**Written exercise**
Lines from the one containing "Every instance of the water" through the end of the data are to be returned exactly, and no others.

Pointing and labeling entries:
==============================

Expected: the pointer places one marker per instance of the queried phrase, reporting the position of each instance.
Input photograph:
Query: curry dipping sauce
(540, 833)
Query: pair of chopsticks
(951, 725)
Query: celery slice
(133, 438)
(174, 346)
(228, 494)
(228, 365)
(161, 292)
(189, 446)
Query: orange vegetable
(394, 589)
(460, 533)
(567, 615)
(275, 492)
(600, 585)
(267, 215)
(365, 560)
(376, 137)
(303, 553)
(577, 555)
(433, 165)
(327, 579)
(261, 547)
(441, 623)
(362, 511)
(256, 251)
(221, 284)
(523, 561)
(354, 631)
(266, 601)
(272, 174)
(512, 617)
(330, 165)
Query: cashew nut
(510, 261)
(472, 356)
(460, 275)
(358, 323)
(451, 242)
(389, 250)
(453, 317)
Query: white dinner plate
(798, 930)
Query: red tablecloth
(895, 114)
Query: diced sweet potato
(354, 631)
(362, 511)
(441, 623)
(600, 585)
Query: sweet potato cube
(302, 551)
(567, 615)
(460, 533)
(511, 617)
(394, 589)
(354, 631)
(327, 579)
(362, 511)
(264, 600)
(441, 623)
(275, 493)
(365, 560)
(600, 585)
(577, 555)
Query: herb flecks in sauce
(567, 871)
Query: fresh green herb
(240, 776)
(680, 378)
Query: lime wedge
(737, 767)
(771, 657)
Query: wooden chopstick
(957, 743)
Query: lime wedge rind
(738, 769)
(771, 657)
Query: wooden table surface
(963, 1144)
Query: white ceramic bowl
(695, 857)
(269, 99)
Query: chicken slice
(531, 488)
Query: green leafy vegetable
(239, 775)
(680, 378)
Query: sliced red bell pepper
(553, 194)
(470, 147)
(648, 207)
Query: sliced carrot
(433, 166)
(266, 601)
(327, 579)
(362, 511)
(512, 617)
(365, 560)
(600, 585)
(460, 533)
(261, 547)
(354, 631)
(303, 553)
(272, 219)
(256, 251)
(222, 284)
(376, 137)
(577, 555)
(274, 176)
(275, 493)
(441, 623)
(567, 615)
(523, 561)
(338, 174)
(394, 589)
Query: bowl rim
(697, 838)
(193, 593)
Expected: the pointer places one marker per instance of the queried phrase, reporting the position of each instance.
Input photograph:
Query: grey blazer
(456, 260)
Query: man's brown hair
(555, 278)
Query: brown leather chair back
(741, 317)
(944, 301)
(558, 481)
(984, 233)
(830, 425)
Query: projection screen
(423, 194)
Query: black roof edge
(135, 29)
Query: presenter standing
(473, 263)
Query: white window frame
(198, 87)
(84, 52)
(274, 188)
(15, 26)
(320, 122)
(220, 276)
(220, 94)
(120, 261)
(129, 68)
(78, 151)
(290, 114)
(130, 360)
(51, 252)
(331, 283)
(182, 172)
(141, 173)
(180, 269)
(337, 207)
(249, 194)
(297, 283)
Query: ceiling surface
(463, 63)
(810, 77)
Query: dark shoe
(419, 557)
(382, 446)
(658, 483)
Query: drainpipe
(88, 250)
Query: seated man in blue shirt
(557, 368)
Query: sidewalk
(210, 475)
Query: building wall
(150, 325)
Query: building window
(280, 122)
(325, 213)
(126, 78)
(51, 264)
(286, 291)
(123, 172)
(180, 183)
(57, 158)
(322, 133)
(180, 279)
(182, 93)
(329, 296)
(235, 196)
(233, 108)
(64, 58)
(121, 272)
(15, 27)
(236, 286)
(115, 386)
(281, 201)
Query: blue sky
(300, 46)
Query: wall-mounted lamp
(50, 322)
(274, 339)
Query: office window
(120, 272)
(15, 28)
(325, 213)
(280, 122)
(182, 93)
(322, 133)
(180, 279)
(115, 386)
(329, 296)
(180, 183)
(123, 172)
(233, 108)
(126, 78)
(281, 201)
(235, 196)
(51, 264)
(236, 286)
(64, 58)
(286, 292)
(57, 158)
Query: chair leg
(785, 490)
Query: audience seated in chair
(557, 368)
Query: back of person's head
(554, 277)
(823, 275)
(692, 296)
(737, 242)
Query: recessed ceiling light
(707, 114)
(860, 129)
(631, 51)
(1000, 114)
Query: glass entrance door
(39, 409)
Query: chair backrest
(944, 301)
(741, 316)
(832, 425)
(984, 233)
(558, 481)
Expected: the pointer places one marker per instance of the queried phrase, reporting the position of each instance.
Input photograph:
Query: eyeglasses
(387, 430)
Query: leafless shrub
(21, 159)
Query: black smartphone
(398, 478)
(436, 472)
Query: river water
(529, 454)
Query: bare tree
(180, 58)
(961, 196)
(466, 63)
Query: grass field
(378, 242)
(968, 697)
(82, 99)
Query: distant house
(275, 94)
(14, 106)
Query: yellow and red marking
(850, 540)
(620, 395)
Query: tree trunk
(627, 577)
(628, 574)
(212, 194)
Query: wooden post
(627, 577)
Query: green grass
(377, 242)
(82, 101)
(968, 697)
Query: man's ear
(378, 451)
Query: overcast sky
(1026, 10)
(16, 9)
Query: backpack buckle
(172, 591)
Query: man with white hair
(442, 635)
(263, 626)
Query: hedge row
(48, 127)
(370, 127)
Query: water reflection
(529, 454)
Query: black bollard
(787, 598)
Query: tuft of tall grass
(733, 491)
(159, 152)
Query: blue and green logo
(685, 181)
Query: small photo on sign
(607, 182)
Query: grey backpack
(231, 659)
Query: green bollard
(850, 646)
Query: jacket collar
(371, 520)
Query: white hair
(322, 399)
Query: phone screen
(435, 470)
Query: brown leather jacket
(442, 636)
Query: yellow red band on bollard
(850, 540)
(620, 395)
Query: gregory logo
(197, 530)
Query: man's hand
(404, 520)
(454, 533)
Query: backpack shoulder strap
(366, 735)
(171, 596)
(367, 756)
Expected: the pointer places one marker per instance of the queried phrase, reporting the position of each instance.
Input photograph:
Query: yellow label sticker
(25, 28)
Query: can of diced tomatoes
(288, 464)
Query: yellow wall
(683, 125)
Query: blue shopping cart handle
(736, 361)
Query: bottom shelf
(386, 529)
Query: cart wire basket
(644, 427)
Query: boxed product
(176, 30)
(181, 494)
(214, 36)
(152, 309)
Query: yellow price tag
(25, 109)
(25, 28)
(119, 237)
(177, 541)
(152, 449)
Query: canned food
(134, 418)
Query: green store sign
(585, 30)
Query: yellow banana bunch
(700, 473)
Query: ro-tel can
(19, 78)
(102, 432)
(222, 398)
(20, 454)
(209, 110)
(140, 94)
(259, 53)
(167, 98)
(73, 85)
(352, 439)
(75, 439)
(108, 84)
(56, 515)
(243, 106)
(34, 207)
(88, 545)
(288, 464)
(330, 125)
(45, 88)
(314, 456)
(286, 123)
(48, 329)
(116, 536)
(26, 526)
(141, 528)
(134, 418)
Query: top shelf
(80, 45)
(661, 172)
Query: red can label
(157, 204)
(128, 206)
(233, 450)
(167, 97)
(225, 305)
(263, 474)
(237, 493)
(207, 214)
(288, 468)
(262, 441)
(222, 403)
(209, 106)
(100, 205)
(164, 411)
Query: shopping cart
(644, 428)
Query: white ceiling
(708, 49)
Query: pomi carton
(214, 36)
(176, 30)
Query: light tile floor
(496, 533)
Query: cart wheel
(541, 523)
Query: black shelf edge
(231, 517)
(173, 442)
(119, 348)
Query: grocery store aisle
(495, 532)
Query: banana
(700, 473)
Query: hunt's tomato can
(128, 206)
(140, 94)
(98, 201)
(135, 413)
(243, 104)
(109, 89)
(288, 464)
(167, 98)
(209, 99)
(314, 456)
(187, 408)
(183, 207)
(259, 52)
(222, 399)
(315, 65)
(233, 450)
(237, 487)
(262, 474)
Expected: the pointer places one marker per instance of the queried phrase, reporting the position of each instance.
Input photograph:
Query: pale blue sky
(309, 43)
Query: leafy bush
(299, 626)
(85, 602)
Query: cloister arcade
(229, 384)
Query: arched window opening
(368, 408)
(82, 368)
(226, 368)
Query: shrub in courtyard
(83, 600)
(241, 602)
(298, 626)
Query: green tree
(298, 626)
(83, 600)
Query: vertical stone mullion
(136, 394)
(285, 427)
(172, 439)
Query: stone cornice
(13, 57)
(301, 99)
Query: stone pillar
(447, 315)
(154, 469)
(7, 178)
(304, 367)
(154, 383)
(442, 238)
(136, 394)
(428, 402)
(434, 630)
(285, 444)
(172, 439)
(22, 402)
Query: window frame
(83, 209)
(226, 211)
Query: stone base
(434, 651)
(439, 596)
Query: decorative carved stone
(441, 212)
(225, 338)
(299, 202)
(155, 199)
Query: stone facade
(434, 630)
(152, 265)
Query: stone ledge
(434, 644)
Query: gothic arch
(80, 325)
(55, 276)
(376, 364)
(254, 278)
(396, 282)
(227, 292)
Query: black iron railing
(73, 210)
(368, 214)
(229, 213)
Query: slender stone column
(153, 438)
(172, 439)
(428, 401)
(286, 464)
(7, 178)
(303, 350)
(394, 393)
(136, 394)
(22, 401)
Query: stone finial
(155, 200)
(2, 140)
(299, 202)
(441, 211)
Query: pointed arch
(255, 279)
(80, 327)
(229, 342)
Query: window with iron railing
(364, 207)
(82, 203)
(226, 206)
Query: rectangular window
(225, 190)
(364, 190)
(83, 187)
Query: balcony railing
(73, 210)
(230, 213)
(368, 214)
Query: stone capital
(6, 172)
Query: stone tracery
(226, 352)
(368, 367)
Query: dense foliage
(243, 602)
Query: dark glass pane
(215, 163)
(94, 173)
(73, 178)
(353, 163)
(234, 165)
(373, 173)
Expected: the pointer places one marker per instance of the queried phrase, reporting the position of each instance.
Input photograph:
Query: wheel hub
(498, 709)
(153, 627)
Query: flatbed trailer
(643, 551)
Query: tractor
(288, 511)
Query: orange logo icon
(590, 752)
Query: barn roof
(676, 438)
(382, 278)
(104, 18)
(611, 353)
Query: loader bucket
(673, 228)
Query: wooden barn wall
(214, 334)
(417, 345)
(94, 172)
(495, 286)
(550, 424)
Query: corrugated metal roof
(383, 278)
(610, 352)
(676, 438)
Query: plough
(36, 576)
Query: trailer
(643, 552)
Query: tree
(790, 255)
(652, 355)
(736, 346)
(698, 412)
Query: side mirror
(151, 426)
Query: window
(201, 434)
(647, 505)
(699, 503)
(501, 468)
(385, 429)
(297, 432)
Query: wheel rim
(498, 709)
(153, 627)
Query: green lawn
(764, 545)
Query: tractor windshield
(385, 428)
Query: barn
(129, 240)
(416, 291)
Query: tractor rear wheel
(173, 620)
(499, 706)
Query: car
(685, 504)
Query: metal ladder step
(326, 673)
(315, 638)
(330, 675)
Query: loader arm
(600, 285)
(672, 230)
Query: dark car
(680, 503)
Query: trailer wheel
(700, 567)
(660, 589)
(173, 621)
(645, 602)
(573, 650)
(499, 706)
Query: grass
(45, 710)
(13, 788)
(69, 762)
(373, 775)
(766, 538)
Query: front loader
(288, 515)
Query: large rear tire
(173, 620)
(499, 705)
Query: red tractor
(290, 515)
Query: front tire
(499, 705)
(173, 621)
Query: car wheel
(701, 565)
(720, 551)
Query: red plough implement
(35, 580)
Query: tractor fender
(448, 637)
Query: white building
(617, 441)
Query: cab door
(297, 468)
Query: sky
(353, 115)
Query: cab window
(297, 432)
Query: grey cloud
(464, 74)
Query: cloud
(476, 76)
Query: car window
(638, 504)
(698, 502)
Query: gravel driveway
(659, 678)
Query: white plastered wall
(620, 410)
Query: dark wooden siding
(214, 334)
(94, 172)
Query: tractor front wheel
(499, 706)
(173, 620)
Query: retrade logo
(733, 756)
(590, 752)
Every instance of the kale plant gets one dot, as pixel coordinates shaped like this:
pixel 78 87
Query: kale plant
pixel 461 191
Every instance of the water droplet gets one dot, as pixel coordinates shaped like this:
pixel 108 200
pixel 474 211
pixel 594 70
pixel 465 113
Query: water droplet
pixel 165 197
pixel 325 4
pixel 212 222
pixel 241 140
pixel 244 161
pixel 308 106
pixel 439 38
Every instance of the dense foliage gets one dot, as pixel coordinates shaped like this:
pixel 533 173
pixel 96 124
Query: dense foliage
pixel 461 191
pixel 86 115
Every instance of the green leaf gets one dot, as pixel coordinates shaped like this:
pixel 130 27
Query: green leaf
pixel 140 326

==============================

**Solution for this task**
Every instance of the water droplet gets one dot, as pixel coordinates shaped like this:
pixel 108 200
pixel 474 211
pixel 594 70
pixel 465 113
Query: water droplet
pixel 165 197
pixel 325 4
pixel 212 222
pixel 241 140
pixel 244 161
pixel 308 106
pixel 439 38
Every instance of the dense foliage gets one dot, as pixel coordinates shaped like this:
pixel 533 173
pixel 96 124
Query: dense foliage
pixel 461 191
pixel 86 115
Every instance of the green leaf gets one dot, as pixel coordinates shaped like this:
pixel 130 27
Query: green leaf
pixel 140 326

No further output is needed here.